作業内容:
1 > 団信の記事のうち、「団体信用生命保険に加入するための健康状態」から「ほかにも次のような状態がないか、質問を設けている団信もあります。」まで（「ほかにも次のような状態がないか、質問を設けている団信もあります。」も含む）を一字も変えずに書き写してください。
2 > 団信の記事を、最後の文のあとから書き継ぐこと。

不動産投資家がローン利用の際に加入する「団体信用生命保険」。仕組みや注意点とともに、メリット・デメリットを詳しく解説します。
不動産投資家が加入する「団体信用生命保険」…メリット・デメリットを解説

団体信用生命保険に加入するための健康状態

団信では申込時に本人の健康状態を確認します。もし亡くなるリスクが高い健康状態だと判断されると、加入できない場合があります。確認項目は、3ヵ月以内に医師の治療投薬を受けたことがあるか、過去3年以内に以下の病気で手術を受けたり2週間以上の治療投薬を受けたりしたことがあるか、などです。

 

[図表1]団体信用生命保険で確認される健康状態

 

ほかにも次のような状態がないか、質問を設けている団信もあります。

 

・矯正しても左右いずれかの視力が0.2以下

・聴力、言語、そしゃく機能の障害

・手、足、指の欠損や機能の障害

・背骨(脊柱)の変形や障害

(出典:住宅金融支援機構フラット35)

 

いずれも該当すると必ず団信を利用できないわけではなく、回答をもとに詳しく健康状態を確認してから判断します。ただ意図的に症状を隠せば告知義務違反となり、死亡した際に保険金が支払われずローンが完済されない可能性があります。残された家族を守るためにも正直に回答しましょう。

抽出一覧:
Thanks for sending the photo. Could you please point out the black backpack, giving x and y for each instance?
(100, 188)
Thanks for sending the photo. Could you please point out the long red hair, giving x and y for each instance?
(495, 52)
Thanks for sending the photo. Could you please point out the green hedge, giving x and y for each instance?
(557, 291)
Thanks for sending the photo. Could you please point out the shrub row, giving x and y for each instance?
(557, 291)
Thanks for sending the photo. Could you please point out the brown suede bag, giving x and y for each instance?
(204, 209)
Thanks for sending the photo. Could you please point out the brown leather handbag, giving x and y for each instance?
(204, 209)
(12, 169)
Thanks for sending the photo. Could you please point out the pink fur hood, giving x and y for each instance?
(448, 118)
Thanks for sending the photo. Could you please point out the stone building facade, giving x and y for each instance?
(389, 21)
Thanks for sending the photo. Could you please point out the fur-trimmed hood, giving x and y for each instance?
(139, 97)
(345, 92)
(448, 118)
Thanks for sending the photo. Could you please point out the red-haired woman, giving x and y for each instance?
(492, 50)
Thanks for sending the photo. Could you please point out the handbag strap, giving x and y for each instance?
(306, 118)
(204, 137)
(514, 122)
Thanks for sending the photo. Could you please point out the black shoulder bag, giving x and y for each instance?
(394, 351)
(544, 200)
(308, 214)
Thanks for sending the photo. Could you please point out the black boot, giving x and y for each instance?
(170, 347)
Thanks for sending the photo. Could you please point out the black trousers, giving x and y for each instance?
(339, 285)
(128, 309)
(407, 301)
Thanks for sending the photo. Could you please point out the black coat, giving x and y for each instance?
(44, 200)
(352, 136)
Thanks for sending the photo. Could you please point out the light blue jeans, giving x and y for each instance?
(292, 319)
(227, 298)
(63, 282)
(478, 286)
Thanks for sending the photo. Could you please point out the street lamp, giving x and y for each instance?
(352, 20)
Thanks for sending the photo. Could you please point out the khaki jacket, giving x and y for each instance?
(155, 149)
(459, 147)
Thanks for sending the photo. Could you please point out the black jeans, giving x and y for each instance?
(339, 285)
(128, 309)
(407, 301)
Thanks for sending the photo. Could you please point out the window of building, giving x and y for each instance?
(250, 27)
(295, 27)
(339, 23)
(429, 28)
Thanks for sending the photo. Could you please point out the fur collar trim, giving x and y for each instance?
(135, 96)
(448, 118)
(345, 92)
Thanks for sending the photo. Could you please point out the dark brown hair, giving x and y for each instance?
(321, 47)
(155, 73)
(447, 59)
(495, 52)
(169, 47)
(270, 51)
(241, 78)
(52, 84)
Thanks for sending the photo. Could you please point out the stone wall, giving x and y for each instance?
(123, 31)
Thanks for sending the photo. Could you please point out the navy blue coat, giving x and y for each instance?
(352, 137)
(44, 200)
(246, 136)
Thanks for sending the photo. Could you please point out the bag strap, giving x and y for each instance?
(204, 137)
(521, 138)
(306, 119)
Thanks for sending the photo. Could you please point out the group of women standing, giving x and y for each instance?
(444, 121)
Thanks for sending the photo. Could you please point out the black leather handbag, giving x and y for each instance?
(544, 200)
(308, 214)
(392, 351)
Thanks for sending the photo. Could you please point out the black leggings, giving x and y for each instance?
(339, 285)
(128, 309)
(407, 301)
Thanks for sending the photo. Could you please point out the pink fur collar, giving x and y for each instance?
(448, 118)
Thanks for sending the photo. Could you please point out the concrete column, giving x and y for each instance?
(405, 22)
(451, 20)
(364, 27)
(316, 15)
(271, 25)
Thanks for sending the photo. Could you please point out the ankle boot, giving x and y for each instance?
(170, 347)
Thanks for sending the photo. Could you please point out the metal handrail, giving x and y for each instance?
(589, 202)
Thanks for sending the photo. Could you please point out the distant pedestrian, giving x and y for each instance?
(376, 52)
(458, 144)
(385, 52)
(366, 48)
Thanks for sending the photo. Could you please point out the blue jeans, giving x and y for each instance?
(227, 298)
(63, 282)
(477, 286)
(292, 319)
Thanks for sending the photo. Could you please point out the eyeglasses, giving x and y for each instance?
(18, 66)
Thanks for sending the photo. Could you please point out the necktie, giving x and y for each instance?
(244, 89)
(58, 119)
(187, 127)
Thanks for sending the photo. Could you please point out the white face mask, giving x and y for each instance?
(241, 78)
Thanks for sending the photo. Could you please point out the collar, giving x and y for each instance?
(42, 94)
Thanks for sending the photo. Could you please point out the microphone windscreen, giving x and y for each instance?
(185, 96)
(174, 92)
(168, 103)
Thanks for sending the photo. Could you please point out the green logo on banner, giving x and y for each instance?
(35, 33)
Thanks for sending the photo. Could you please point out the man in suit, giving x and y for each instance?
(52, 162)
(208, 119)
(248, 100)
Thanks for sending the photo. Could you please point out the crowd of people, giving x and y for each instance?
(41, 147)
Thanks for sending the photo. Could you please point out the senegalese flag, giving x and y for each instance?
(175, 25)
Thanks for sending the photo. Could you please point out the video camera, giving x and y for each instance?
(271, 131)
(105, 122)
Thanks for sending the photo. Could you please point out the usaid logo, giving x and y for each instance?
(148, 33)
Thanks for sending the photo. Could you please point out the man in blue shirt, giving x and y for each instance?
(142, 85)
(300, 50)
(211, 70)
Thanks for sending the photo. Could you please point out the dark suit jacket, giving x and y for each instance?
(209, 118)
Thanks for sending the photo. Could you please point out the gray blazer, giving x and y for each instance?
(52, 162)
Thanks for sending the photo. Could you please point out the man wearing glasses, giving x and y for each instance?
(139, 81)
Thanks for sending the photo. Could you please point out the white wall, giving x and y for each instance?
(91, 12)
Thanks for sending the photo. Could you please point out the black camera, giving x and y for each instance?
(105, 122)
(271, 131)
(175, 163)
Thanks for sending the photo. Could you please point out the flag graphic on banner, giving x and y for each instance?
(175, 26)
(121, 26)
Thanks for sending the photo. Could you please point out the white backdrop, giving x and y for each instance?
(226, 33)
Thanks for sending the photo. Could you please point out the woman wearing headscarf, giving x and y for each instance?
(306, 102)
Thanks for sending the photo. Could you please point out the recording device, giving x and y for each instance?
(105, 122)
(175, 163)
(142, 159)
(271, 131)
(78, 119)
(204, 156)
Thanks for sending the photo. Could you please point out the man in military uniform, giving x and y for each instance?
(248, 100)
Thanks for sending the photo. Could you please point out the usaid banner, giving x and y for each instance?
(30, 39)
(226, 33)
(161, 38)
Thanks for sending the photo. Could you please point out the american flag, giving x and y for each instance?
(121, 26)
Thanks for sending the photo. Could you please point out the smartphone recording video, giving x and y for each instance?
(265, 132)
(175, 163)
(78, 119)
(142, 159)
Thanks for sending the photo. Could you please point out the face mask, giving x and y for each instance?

各問の解答:
1 >
団体信用生命保険に加入するための健康状態

団信では申込時に本人の健康状態を確認します。もし亡くなるリスクが高い健康状態だと判断されると、加入できない場合があります。確認項目は、3ヵ月以内に医師の治療投薬を受けたことがあるか、過去3年以内に以下の病気で手術を受けたり2週間以上の治療投薬を受けたりしたことがあるか、などです。

 

[図表1]団体信用生命保険で確認される健康状態

 

ほかにも次のような状態がないか、質問を設けている団信もあります。

2 >
団信に加入時に付加できる特約

団信は死亡や高度障害の他に、さまざまな疾病をカバーする特約を付けることができます。現実には亡くなるだけでなく、病気で仕事ができなくなり支払いに困ることも十分考えられます。特約はそうした事態になったときに、ローンの残りを返済したり半分に減額してくれたりします。ここでは団信の代表的な特約を紹介します。

 

日本人の死因上位3つに備える「3大疾病」

日本人の死亡3大原因は、「がん・心疾患(心筋こうそく、狭心症)・脳血管疾患(脳卒中)」の3つです。これらは3大疾病と呼ばれ、生命保険でも多くの商品でこの3大疾病と診断された時点で保険金の一部もしくは全部が支払われるといった保障が付加されています。

 

通常の団信では3大疾病に対する保障はありませんが、利用者のニーズが高まってきたことを受けて3大疾病を保障する特約が設けられています。団信に3大疾病の特約を付けると、先ほど挙げたがん、心疾患、脳卒中のいずれかであると診断された時点で保険金が支払われ、ローンが完済されます。3大疾病は日本人の3大死亡原因となっているだけあって、多くの人に可能性がある疾患です。3大疾病の特約を付けることにより、団信をより安心なものにしてくれます。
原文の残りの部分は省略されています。